**SELECTED TEXT**

The object and the scope of Section 125 Cr.P.C. is that the proceedings under this section are not punitive. The object is not to punish a person for neglect to maintain those whom he is bound to maintain. The section provides only a speedy remedy by a summary procedure to enforce liability in order to avoid vagrancy. The provisions of Chapter IX Cr.P.C. should be liberally construed as the primary object is to give social justice to women and children and to prevent distribution and vagrancy by compelling those who can support those who are unable to support themselves. These provisions provide a speedy remedy to those who are in distress. They are intended to achieve this social purpose. This section gives effect to the natural and fundamental duty of a man to maintain his wife, children and parents so long as they are unable to maintain themselves.

In regard to the nature of proceedings and proof it is to be added that it is not intended to provide for a full and final determination of the status and personal rights of the parties. The proceedings are simple in nature providing a simple and speedy remedy. The proceedings are essentially judicial proceedings of a Criminal Court and are governed by the Code as such. A proceedings under this section is of summary nature, the intricacies of the law are not required to be gone into. It is not a criminal proceeding at all. It serves a social purpose and only prescribes an alternative forum to get relief. Though the section appears in a criminal trial and the remedy is a summary one, the proceedings are of a civil nature. The enquiry is only quasi criminal and admissions made in the pleadings can be taken into consideration and acted upon. It is true that even though the proceedings are of a civil nature, they do not amount to a civil suit. The scope of the proceedings under this section is in essence not punitive but preventive rather than remedial. The proceedings under this section are quasi civil in nature. But that does not mean that the Magistrate dealing with them gets all the powers of a Civil Court of that all the rules governing the civil proceedings can be imported. The proceedings under this provision are in the nature of civil proceedings, the remedy is a summary one.

**DIRECTIVE A**
Write out the listing below word for word, everything from its first line down to and including the line that contains "positive clicks: (226, 209) (224, 216)".

**TASK DATA**
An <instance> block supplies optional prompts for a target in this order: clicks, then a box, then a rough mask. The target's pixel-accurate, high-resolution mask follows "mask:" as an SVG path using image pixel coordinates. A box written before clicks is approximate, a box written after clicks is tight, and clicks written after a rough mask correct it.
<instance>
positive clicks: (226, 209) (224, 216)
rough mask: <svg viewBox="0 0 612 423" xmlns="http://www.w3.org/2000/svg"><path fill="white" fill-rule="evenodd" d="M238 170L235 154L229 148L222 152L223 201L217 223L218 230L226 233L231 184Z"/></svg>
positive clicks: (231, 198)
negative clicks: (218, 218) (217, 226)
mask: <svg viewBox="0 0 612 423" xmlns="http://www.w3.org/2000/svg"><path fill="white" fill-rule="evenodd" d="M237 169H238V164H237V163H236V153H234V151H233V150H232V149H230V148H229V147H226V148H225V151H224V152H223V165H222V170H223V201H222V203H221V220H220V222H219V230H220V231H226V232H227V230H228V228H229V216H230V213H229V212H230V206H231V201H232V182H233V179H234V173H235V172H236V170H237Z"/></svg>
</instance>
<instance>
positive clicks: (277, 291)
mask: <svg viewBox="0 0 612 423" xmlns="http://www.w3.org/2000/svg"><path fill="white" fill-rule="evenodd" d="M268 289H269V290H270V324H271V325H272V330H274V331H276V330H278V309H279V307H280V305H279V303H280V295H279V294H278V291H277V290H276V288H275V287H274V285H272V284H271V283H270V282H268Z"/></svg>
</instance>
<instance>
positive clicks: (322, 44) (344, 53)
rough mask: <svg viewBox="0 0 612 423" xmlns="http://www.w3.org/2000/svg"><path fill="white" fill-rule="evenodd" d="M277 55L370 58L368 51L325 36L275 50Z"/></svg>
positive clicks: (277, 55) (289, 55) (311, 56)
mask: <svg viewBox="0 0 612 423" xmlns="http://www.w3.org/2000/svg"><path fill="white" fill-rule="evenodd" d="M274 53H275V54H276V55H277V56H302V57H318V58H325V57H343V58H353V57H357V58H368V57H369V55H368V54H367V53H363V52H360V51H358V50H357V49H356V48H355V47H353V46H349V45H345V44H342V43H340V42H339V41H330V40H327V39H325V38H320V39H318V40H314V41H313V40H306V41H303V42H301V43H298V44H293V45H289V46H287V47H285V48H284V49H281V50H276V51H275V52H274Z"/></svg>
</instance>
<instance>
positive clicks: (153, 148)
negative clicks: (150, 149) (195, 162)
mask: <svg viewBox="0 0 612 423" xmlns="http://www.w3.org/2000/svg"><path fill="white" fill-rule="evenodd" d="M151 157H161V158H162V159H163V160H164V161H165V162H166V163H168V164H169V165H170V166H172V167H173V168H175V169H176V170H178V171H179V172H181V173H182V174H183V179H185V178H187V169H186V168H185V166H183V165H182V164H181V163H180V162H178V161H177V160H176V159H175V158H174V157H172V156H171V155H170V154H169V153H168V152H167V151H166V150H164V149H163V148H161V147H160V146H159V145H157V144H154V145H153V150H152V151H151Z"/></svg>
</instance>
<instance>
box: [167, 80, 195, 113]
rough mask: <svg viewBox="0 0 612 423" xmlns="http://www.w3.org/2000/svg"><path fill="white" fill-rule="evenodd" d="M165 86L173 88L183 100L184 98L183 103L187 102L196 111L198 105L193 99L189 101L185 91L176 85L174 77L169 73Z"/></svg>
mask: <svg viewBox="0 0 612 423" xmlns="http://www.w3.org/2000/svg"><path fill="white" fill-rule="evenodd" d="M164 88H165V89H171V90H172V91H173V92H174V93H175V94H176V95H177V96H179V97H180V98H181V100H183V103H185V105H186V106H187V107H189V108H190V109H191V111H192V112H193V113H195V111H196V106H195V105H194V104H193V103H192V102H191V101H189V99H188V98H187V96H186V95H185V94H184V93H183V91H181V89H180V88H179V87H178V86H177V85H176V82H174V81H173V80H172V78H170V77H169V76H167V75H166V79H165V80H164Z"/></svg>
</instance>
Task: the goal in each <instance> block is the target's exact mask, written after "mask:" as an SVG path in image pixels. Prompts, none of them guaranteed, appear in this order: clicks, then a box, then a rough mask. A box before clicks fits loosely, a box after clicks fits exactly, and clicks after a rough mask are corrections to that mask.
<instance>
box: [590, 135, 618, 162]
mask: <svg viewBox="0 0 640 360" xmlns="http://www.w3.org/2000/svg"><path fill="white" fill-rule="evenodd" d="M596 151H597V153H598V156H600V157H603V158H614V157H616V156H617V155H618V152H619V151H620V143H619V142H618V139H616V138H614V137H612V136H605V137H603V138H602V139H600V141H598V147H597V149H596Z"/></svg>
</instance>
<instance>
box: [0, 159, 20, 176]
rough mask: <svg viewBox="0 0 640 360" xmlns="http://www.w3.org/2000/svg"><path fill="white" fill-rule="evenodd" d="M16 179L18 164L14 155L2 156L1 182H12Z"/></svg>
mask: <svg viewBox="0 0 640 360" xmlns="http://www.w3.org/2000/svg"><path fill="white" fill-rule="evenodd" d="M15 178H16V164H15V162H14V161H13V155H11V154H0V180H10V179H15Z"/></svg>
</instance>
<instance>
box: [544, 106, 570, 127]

**DIRECTIVE B**
Continue the passage on maintenance proceedings under Section 125 Cr.P.C. from where it stops.

**RESPONSE AREA A**
An <instance> block supplies optional prompts for a target in this order: clicks, then a box, then a rough mask. The target's pixel-accurate, high-resolution mask follows "mask:" as an SVG path using image pixel coordinates. A box written before clicks is approximate, a box written after clicks is tight, and clicks written after a rough mask correct it.
<instance>
positive clicks: (226, 209) (224, 216)

**RESPONSE AREA B**
In this scenario of fact, it was the pious duty of or the minimum expectation from the court of justice that the learned court below should have specifically asked to the revisionist no.-1 Smt. Shabnam by putting the specific query as to why and under what circumstances she was living with her parents. It is settled principle of law that justice should not be only done rather it should appear to have been done.

To my mind, in the facts and circumstances of this case, complete justice has not been done in this case. It should be ensured in pursuance of the benevolent legislation meant for survival and maintenance of the wife and children who has no source of their livelihood. Court cannot be supposed to be a silent spectator.

In the result, the impugned judgment and order deserves to be set aside. Therefore, revision is allowed and the impugned judgment and order is hereby set aside.

The matter is remanded to learned court below to proceed with the case afresh after issuing the processes against the parties concerned and invite them to adduce their evidence and indulge itself to reach on a logical conclusion which is just and proper.

Let the matter be placed before the learned court below on 23rd of July, 2014.

The office is directed to communicate the order to learned court below within a week.